**Listed entries**
--------------------------------------------------
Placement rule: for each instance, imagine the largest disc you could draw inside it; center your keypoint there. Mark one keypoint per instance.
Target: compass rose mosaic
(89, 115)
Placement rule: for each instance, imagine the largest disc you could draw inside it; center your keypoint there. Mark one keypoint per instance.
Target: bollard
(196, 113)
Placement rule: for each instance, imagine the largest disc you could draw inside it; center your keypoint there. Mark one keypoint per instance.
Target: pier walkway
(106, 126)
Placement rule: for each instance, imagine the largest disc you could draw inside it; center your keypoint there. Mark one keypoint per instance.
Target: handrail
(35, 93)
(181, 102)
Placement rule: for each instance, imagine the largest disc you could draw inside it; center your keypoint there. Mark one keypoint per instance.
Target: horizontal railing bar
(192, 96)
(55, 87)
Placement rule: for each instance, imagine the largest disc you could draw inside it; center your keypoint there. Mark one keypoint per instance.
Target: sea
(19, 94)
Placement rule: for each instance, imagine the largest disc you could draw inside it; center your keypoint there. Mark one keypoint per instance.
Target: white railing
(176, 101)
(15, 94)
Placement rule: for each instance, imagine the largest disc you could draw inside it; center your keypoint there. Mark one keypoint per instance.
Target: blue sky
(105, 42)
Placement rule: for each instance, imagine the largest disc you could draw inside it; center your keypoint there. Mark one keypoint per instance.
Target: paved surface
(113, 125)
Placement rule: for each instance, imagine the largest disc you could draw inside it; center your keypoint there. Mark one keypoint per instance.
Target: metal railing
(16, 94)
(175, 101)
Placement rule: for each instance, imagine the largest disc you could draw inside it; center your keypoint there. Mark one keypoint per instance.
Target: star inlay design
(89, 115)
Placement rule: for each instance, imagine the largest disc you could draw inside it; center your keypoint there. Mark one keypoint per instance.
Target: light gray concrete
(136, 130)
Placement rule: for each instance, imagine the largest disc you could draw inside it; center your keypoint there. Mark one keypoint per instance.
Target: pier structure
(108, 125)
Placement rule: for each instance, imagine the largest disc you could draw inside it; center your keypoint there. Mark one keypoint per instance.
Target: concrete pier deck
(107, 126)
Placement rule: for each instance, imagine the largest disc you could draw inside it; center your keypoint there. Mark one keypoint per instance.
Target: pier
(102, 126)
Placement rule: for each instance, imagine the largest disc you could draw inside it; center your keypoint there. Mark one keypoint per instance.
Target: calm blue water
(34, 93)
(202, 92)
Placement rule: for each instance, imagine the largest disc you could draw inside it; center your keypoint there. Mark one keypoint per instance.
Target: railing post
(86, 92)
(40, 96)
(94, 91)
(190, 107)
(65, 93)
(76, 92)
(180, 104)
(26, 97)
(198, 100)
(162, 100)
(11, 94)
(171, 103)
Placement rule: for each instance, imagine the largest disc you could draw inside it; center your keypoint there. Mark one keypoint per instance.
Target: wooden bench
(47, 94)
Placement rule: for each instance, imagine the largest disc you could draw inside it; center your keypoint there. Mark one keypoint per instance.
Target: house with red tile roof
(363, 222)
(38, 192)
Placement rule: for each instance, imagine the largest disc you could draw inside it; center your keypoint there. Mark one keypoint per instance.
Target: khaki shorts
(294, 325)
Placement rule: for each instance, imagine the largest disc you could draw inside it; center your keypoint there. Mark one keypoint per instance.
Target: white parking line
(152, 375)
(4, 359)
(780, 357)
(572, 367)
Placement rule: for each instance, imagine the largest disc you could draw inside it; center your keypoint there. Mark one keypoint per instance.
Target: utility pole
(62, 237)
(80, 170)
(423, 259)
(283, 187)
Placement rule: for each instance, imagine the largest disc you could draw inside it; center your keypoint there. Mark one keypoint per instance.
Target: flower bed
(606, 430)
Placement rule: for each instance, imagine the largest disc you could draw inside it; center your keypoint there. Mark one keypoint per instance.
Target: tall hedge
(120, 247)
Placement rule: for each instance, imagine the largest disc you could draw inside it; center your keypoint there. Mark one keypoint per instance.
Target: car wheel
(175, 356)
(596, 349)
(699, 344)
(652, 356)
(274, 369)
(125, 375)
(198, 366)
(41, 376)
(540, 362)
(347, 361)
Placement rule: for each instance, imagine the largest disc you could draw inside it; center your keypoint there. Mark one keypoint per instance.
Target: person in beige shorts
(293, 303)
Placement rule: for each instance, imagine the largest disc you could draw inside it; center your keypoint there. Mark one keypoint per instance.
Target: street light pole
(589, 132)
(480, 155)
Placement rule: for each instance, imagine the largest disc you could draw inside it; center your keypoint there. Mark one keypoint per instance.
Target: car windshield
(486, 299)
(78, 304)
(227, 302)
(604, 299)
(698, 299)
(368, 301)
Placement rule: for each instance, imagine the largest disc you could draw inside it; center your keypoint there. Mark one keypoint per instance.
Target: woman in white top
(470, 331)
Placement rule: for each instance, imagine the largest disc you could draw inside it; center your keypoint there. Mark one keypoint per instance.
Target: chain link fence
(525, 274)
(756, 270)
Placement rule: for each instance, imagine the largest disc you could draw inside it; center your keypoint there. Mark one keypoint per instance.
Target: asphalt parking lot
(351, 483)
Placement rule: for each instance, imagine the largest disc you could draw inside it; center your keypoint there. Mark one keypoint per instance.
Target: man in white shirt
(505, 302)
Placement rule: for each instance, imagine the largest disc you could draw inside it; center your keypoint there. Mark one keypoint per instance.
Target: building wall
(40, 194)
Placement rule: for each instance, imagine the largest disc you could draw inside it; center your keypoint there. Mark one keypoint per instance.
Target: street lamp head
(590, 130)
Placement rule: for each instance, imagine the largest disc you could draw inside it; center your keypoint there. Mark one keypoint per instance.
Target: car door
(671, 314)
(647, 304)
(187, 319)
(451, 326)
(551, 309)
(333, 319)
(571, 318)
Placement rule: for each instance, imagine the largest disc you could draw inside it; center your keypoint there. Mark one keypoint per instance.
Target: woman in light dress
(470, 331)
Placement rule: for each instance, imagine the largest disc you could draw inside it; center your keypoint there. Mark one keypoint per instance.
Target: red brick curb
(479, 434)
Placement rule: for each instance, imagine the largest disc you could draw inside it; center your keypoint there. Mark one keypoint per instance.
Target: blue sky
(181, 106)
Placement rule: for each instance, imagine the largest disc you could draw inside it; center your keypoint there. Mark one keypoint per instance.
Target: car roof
--------------------------------------------------
**Brief**
What's required is that all of the material be returned exactly.

**Worked solution**
Placement rule: for each instance, imagine the largest disc you could draw inside it; center your keypoint there. Mark one keypoint per instance.
Target: compass rose mosaic
(89, 115)
Placement rule: for each instance, imagine the largest disc you could draw inside it; center your keypoint there. Mark one keypoint per instance.
Target: bollard
(196, 113)
Placement rule: for each instance, imagine the largest disc you could draw inside it; center your keypoint there. Mark one keypoint per instance.
Target: pier walkway
(106, 126)
Placement rule: for each instance, imagine the largest disc you could draw inside it; center your keypoint there. Mark one keypoint per instance.
Target: handrail
(35, 93)
(181, 102)
Placement rule: for each instance, imagine the largest disc you could draw inside it; center your keypoint there. Mark one keypoint per instance.
Target: horizontal railing bar
(192, 96)
(55, 87)
Placement rule: for each instance, imagine the largest disc you could draw inside it; center your keypoint there. Mark one keypoint per instance.
Target: sea
(19, 94)
Placement rule: for each instance, imagine the largest disc you could draw inside it; center your keypoint there. Mark one keypoint per instance.
Target: white railing
(176, 101)
(15, 94)
Placement rule: for each instance, imagine the largest disc you could draw inside it; center your keypoint there. Mark one keypoint per instance.
Target: blue sky
(105, 42)
Placement rule: for each instance, imagine the largest disc you could draw inside it; center your keypoint there. Mark one keypoint per instance.
Target: paved surface
(113, 125)
Placement rule: for each instance, imagine the largest disc you could draw inside it; center your keypoint there. Mark one keypoint per instance.
Target: metal railing
(16, 94)
(175, 101)
Placement rule: for each instance, imagine the largest disc you could draw inside it; center your keypoint there. Mark one keypoint per instance.
Target: star inlay design
(89, 115)
Placement rule: for each instance, imagine the largest disc you could draw inside it; center your keypoint there. Mark one keypoint per instance.
Target: light gray concrete
(136, 130)
Placement rule: for each instance, imagine the largest disc you could draw inside it; center your keypoint there. Mark one keypoint per instance.
Target: pier structure
(108, 125)
Placement rule: for each instance, imagine the largest disc you could draw inside it; center your keypoint there. Mark one keypoint per instance.
Target: concrete pier deck
(107, 126)
Placement rule: for each instance, imagine the largest disc you could draw inside it; center your keypoint there. Mark one keypoint per instance.
Target: pier
(102, 126)
Placement rule: for each instance, imagine the largest disc you could draw inside it; center your keypoint there. Mark one keypoint per instance.
Target: calm blue water
(34, 93)
(202, 92)
Placement rule: for each instance, imagine the largest disc you could draw inside it; center your keypoint there. Mark one keypoint per instance.
Target: railing post
(86, 92)
(40, 96)
(94, 91)
(190, 107)
(65, 93)
(76, 92)
(180, 104)
(26, 97)
(198, 100)
(162, 100)
(11, 94)
(171, 103)
Placement rule: for each instance, imagine the largest disc you could draw inside it; center your keypoint there. Mark one keypoint per instance.
Target: wooden bench
(47, 94)
Placement rule: for each instance, imagine the largest disc you could draw inside it; center your keypoint there. Mark one keypoint per instance.
Target: house with red tile roof
(363, 222)
(38, 192)
Placement rule: for each instance, imagine the largest disc you could draw inside it; center your keypoint there. Mark one keypoint per instance.
Target: khaki shorts
(294, 325)
Placement rule: for each instance, imagine the largest disc you could draw inside it; center your keypoint there. Mark one keypoint per instance.
Target: white parking line
(152, 375)
(4, 359)
(780, 357)
(572, 367)
Placement rule: for each instance, imagine the largest disc you could draw inside it; center your keypoint there. Mark one keypoint per instance.
Target: utility pole
(62, 237)
(80, 170)
(423, 259)
(283, 187)
Placement rule: for each instance, imagine the largest disc you could draw inside it; center your keypoint there. Mark one keypoint per instance.
Target: flower bed
(606, 430)
Placement rule: for each instance, imagine the largest disc you could draw inside it; center your keypoint there. Mark one keypoint per instance.
Target: tall hedge
(120, 247)
Placement rule: for each instance, imagine the largest disc you could draw inside it; center your keypoint there. Mark one keypoint per instance.
Target: car wheel
(175, 356)
(596, 349)
(699, 344)
(652, 356)
(274, 369)
(125, 375)
(198, 366)
(41, 376)
(540, 362)
(347, 361)
Placement rule: for each instance, imagine the largest disc you could draw inside it; center your keypoint there. Mark one keypoint per instance.
Target: person in beige shorts
(293, 303)
Placement rule: for each instance, imagine the largest disc you could draw inside it; center your keypoint there. Mark one keypoint per instance.
Target: street light pole
(589, 132)
(480, 155)
Placement rule: for each instance, imagine the largest disc you could draw inside it; center your keypoint there. Mark one keypoint per instance.
Target: car windshield
(486, 299)
(78, 304)
(227, 302)
(604, 299)
(698, 299)
(368, 301)
Placement rule: for each instance, imagine the largest disc you could draw inside it; center your keypoint there. Mark one keypoint per instance.
Target: woman in white top
(470, 331)
Placement rule: for each instance, imagine the largest disc you could draw inside it; center your keypoint there. Mark one keypoint per instance.
Target: chain link fence
(525, 274)
(756, 270)
Placement rule: for each instance, imagine the largest disc you could draw inside it; center your keypoint there. Mark one keypoint per instance.
Target: asphalt parking lot
(351, 483)
Placement rule: for each instance, imagine the largest disc you could draw inside it; center your keypoint there. Mark one keypoint per instance.
Target: man in white shirt
(505, 302)
Placement rule: for each instance, imagine the largest disc you could draw inside it; center your keypoint there. Mark one keypoint per instance.
Target: building wall
(40, 194)
Placement rule: for each instance, imagine the largest disc you could draw inside it; center your keypoint there. Mark one keypoint per instance.
Target: street lamp head
(590, 130)
Placement rule: for each instance, imagine the largest disc you could draw inside it; center your keypoint there. Mark one keypoint per instance.
Target: car door
(671, 314)
(647, 304)
(187, 319)
(451, 326)
(551, 309)
(333, 319)
(571, 318)
Placement rule: for each instance, imagine the largest disc you could draw inside it; center your keypoint there. Mark one keypoint per instance.
Target: woman in light dress
(470, 331)
Placement rule: for each instance, imagine the largest disc you could draw inside it; center your keypoint there. Mark one keypoint per instance.
Target: red brick curb
(479, 434)
Placement rule: for each instance, imagine the largest disc you could draw inside it; center your keypoint there. Mark one keypoint per instance.
Target: blue sky
(181, 106)
Placement rule: for each instance, imagine the largest disc you could draw inside it; center your keypoint there. Mark one keypoint per instance.
Target: car roof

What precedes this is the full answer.